Short exercise:
Copy the records below word for word, from the line containing "Mark one point per instance of the green foliage" through the end of the records, both ends included, and leave out the pictures.

>> START

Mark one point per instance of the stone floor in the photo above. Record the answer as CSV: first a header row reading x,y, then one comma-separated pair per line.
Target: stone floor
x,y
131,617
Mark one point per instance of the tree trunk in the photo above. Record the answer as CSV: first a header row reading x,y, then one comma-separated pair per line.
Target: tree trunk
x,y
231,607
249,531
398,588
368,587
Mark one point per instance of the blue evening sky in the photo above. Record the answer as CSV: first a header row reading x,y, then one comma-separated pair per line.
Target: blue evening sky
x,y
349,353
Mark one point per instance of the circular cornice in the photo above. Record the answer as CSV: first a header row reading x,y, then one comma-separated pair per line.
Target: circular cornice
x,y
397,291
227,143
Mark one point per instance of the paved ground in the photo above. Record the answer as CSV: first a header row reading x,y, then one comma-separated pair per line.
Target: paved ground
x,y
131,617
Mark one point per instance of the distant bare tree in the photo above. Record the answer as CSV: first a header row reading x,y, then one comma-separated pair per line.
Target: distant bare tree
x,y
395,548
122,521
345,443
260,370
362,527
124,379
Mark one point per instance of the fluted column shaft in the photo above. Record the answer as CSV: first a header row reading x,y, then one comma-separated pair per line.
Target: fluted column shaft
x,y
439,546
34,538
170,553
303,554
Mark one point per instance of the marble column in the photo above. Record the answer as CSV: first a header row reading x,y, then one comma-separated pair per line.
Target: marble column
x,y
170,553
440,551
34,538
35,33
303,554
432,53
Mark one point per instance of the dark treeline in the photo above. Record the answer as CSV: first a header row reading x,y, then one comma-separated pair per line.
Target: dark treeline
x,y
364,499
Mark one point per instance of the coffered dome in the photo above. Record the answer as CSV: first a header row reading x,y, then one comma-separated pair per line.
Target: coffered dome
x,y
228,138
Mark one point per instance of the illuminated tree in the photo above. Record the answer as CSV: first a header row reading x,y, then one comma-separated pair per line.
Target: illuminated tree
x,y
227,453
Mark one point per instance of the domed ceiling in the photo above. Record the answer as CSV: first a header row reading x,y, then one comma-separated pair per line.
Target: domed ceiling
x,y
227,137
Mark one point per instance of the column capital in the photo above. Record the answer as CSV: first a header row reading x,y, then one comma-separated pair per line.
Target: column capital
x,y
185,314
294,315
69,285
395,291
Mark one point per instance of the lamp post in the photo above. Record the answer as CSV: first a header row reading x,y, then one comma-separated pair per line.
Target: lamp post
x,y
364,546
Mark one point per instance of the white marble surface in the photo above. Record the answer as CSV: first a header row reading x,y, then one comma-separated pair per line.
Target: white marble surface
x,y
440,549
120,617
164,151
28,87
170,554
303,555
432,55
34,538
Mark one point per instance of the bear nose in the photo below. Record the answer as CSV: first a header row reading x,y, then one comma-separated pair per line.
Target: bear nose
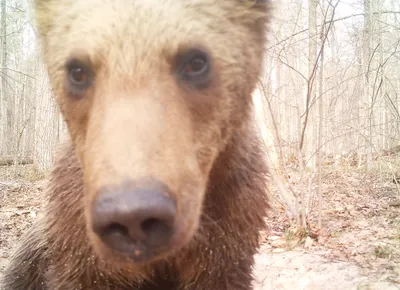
x,y
136,222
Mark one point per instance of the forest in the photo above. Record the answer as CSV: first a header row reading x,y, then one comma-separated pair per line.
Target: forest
x,y
328,107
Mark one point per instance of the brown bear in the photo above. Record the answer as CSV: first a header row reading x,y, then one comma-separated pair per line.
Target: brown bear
x,y
163,182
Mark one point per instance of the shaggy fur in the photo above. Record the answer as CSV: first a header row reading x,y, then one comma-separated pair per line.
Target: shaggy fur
x,y
219,152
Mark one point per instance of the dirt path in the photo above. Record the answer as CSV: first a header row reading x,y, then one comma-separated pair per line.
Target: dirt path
x,y
359,247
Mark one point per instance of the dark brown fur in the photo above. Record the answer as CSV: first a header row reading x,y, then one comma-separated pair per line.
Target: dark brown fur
x,y
220,257
60,251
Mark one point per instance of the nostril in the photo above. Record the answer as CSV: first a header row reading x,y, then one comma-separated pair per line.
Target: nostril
x,y
149,225
115,229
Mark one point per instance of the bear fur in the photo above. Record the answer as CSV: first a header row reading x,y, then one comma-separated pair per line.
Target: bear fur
x,y
57,251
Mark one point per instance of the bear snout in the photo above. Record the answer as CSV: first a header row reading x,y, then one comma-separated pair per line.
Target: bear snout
x,y
137,222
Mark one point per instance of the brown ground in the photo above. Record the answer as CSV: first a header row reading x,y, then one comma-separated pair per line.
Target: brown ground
x,y
358,248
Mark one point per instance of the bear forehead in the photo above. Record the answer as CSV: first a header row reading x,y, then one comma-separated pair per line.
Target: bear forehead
x,y
136,28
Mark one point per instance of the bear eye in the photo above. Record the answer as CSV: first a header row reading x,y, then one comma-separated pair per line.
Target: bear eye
x,y
195,68
79,77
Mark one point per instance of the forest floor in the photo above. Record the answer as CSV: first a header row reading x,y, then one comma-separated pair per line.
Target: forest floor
x,y
358,246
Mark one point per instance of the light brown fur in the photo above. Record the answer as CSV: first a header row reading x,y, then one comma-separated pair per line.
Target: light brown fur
x,y
138,121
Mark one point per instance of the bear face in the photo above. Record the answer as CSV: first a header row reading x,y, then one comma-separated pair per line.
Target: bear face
x,y
151,92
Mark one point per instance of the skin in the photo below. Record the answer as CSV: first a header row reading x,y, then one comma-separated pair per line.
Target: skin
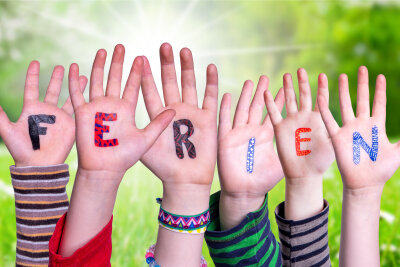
x,y
186,182
57,143
243,192
101,169
303,173
362,183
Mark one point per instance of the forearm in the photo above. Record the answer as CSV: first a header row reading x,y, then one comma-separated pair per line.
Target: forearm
x,y
233,209
359,245
91,207
178,249
303,197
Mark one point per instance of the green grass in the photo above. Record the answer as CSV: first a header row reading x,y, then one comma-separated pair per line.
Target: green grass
x,y
135,214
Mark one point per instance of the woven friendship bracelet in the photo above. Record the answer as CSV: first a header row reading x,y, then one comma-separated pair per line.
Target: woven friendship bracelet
x,y
151,261
195,224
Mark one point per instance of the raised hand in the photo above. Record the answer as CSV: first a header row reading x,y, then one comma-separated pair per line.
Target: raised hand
x,y
184,156
304,148
192,127
247,162
123,144
44,133
364,154
108,143
366,160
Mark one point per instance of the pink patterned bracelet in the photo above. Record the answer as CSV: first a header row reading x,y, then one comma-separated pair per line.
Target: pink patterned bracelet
x,y
194,224
151,261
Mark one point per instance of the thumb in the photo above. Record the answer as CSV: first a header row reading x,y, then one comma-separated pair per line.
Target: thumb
x,y
5,124
157,126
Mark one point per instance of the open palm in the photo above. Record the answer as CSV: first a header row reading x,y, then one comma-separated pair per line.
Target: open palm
x,y
307,158
239,175
372,170
53,146
123,144
196,165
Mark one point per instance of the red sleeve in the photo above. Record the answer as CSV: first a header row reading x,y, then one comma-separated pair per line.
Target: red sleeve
x,y
97,252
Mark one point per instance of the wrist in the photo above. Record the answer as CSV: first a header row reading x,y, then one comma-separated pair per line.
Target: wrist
x,y
185,199
363,196
234,208
102,182
303,197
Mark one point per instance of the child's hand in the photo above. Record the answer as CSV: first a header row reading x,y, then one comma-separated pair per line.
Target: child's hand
x,y
366,160
247,162
108,143
304,148
365,157
184,156
27,140
119,147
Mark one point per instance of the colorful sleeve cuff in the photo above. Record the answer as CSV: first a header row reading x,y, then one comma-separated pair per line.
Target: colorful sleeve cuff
x,y
251,243
40,200
97,252
304,242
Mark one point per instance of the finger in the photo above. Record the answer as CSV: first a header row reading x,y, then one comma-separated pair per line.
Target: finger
x,y
225,116
363,93
115,74
31,92
151,97
97,76
345,102
290,95
379,107
273,111
257,104
279,102
67,107
168,75
242,108
322,89
304,90
210,101
131,91
5,124
73,84
189,94
53,91
157,126
329,121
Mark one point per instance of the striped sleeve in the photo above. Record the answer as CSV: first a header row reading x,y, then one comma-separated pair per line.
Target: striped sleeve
x,y
304,242
251,243
40,200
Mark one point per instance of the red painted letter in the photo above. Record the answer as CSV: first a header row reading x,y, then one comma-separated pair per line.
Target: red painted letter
x,y
298,140
99,129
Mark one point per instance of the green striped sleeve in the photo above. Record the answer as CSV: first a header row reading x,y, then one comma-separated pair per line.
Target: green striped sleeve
x,y
251,243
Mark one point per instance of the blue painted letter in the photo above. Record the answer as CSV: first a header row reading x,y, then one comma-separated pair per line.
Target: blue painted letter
x,y
359,141
250,155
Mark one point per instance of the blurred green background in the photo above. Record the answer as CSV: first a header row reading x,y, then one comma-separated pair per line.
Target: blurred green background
x,y
245,39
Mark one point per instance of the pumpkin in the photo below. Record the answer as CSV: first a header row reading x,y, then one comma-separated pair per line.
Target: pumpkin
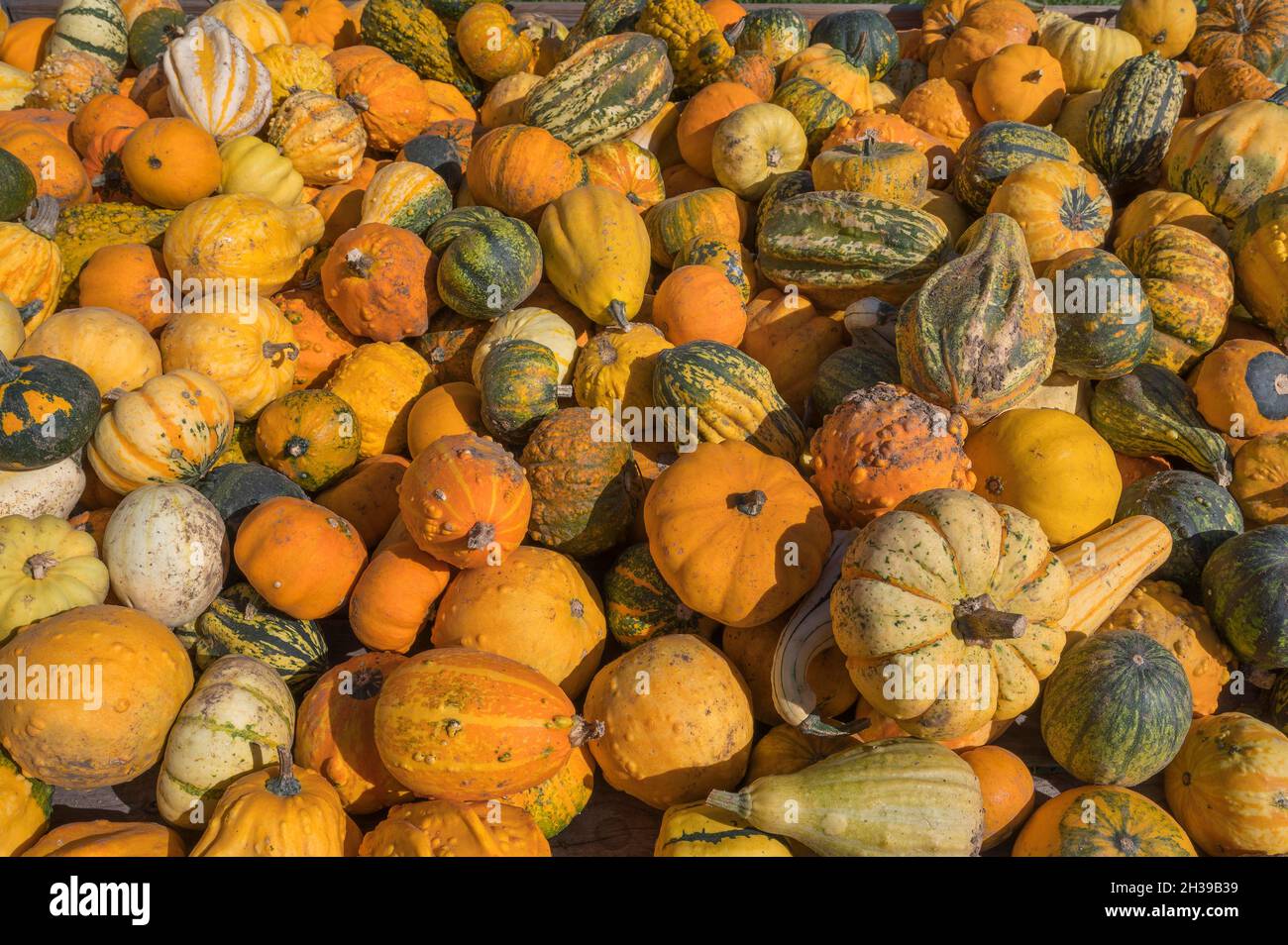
x,y
48,411
1225,786
166,551
1117,708
215,80
880,446
1102,821
446,828
237,714
465,501
1052,467
380,381
47,567
750,509
992,280
281,546
279,811
146,678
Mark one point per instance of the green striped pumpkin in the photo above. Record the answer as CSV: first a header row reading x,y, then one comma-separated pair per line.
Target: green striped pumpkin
x,y
1244,583
1117,708
814,106
488,262
605,90
243,622
518,389
995,151
639,604
732,395
837,248
1129,127
95,27
1151,412
1099,334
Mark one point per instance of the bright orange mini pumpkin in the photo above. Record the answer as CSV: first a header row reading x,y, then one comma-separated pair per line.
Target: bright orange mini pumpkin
x,y
301,558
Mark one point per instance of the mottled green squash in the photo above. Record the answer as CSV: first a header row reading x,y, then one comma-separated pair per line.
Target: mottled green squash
x,y
730,394
1151,412
975,338
240,621
1117,708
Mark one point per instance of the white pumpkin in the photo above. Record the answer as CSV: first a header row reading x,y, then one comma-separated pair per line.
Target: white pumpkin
x,y
533,325
166,551
51,490
232,724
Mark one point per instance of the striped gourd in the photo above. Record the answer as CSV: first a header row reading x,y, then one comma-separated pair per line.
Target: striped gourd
x,y
603,91
232,724
240,621
1106,567
1151,412
95,27
837,248
1129,127
732,395
999,149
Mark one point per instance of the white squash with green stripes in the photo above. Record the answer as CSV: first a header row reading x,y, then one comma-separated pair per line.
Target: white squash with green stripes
x,y
95,27
232,724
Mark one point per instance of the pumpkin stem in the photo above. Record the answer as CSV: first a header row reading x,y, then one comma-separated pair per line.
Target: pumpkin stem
x,y
750,502
584,731
283,783
481,535
979,622
40,564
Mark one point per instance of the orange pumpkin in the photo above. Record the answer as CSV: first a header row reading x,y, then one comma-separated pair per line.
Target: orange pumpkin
x,y
301,558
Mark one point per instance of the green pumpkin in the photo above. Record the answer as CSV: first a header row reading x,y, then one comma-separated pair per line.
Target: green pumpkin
x,y
605,90
730,395
639,604
1243,584
518,389
995,151
153,31
814,106
488,262
1199,514
1117,708
240,621
48,411
585,484
17,187
1103,321
837,248
867,38
971,338
1151,412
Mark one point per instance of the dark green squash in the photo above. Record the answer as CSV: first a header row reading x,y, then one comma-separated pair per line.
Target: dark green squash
x,y
17,188
585,484
1117,708
1103,321
1151,412
995,151
732,396
48,411
639,604
1199,514
837,248
243,622
867,38
1244,586
519,386
488,262
1129,128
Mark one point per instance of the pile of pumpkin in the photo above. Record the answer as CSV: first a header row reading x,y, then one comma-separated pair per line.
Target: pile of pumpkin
x,y
342,313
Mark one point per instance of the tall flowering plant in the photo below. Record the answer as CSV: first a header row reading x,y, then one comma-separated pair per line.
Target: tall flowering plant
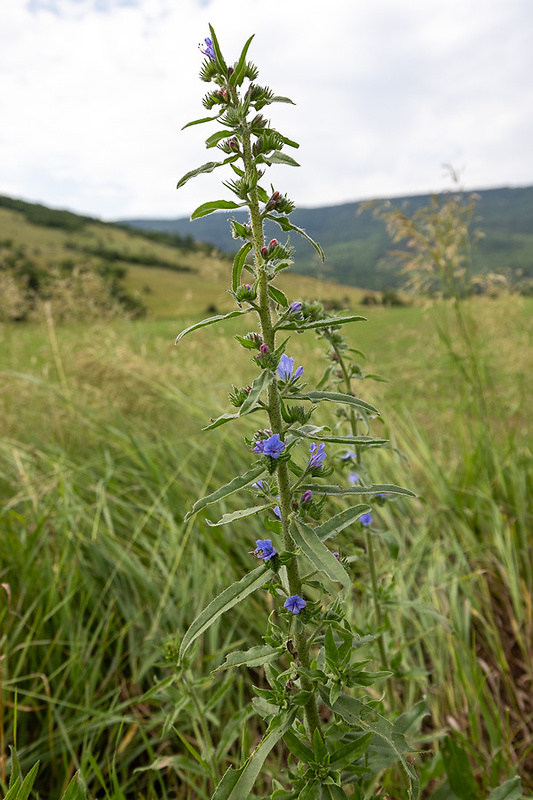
x,y
311,658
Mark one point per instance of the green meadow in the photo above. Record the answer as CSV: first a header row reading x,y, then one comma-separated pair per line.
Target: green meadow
x,y
101,456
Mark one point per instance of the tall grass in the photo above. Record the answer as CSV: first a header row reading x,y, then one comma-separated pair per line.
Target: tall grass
x,y
101,457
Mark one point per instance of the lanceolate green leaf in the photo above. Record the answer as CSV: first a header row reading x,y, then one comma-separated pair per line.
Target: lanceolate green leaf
x,y
227,418
295,325
233,486
340,521
278,296
359,715
238,264
211,321
208,167
200,121
230,597
318,554
278,157
213,205
286,225
243,512
236,77
336,397
241,787
350,752
219,58
349,441
254,657
259,385
376,488
216,137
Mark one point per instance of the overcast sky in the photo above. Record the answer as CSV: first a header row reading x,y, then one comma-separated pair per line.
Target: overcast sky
x,y
94,93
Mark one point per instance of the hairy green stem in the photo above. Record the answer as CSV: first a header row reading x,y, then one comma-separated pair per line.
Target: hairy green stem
x,y
368,535
274,413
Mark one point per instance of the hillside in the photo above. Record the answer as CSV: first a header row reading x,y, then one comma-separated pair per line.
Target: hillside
x,y
49,251
357,245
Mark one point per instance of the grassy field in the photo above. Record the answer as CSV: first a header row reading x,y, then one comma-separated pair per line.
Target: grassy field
x,y
101,455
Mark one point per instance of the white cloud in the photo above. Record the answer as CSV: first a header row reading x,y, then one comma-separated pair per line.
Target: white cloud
x,y
95,92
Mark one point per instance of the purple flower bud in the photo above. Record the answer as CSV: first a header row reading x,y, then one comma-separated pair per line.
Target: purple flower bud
x,y
265,549
273,446
294,604
318,454
207,48
286,368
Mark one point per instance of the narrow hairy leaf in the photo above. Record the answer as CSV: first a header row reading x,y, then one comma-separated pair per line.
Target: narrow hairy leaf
x,y
278,157
236,77
298,748
230,597
200,121
350,752
208,167
216,137
258,386
318,554
458,771
238,263
377,488
277,295
229,488
248,774
336,397
362,441
340,521
213,205
211,321
219,58
241,514
295,325
286,225
254,657
362,717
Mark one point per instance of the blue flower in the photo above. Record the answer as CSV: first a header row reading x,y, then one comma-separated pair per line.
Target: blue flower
x,y
318,454
273,446
265,549
286,368
207,48
349,454
294,603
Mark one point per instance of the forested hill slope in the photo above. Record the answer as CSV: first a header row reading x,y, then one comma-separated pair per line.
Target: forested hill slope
x,y
357,245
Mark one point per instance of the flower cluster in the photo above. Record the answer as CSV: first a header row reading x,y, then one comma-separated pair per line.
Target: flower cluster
x,y
273,446
285,370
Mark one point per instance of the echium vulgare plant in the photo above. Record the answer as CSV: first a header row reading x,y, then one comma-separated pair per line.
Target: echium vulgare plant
x,y
310,651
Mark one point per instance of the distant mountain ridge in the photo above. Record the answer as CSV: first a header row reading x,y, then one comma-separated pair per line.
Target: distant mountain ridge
x,y
357,245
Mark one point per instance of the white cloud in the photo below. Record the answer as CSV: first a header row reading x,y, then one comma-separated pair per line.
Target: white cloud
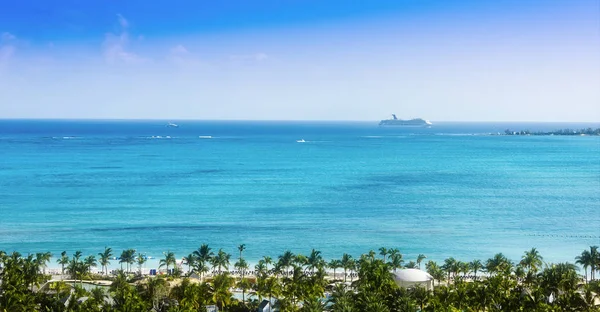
x,y
249,57
123,21
6,52
182,57
7,49
6,36
115,46
179,49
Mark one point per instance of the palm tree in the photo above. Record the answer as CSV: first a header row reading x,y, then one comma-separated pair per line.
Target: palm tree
x,y
268,260
105,258
221,293
221,260
42,258
595,263
420,258
130,258
167,260
314,260
242,266
384,252
475,266
532,260
123,259
585,260
449,266
499,263
395,261
347,263
285,260
63,260
190,261
204,256
90,262
241,248
334,264
140,259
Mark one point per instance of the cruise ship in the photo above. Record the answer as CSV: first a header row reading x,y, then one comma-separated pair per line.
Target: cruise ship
x,y
417,122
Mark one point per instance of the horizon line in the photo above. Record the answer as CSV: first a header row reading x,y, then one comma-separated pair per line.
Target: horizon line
x,y
278,120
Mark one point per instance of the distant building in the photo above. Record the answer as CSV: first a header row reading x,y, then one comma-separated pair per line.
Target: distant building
x,y
408,278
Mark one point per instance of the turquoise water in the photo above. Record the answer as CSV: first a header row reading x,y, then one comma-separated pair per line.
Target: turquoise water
x,y
450,190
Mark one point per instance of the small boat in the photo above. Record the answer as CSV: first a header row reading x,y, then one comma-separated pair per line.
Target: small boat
x,y
416,122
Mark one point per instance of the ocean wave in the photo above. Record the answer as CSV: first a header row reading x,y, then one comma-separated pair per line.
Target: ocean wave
x,y
66,138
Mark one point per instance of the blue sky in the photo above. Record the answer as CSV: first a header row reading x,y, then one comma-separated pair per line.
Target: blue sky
x,y
528,60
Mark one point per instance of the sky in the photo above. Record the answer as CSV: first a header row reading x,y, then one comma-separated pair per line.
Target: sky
x,y
527,60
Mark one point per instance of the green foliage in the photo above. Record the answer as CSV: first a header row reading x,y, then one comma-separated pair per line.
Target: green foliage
x,y
298,283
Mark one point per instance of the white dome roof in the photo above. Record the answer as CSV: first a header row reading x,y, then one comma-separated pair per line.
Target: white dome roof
x,y
412,275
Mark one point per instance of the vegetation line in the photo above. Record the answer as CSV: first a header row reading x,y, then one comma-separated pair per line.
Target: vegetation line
x,y
294,282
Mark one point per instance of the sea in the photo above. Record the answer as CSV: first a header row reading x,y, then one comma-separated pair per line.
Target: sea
x,y
452,190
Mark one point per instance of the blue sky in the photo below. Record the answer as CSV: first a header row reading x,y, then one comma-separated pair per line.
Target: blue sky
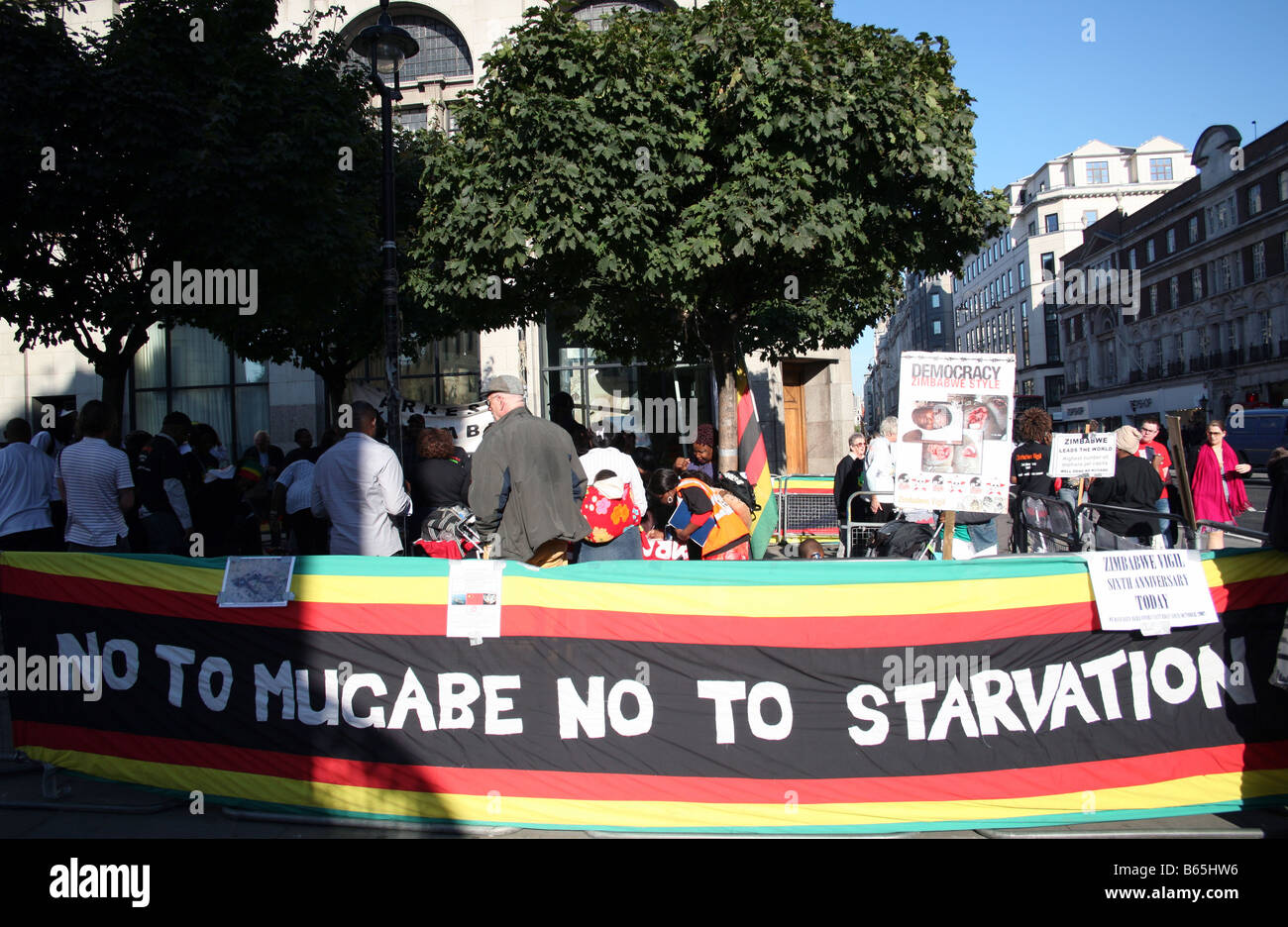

>> END

Answer in full:
Mark one point per instance of the green foliage in the photo above. Record the answer as CSV: first a header row reading x,y, then one comma-separated pair per line.
Target: green foliage
x,y
298,283
Mark one point per instance of the white dome roof in the photo above. Record the answer as CSV: first a header row reading x,y, then one comma-separated pair per line.
Target: white dome roof
x,y
412,275
Mark one point per instance of the vegetation line in the photo above. Record the answer as CSV: first a header row reading x,y, then one comma-separated pair per line.
Target: vegetation line
x,y
294,282
Mark one point per instance of the sea in the photo above. Record the answer as CSV: first a header row reading x,y, then one comma-separated pair per line.
Target: sea
x,y
452,190
Mark one point per instance of the blue sky in the photo below. Record the answer as CSV: first a header row reading x,y, then one comma-separated pair per line.
Target: blue sky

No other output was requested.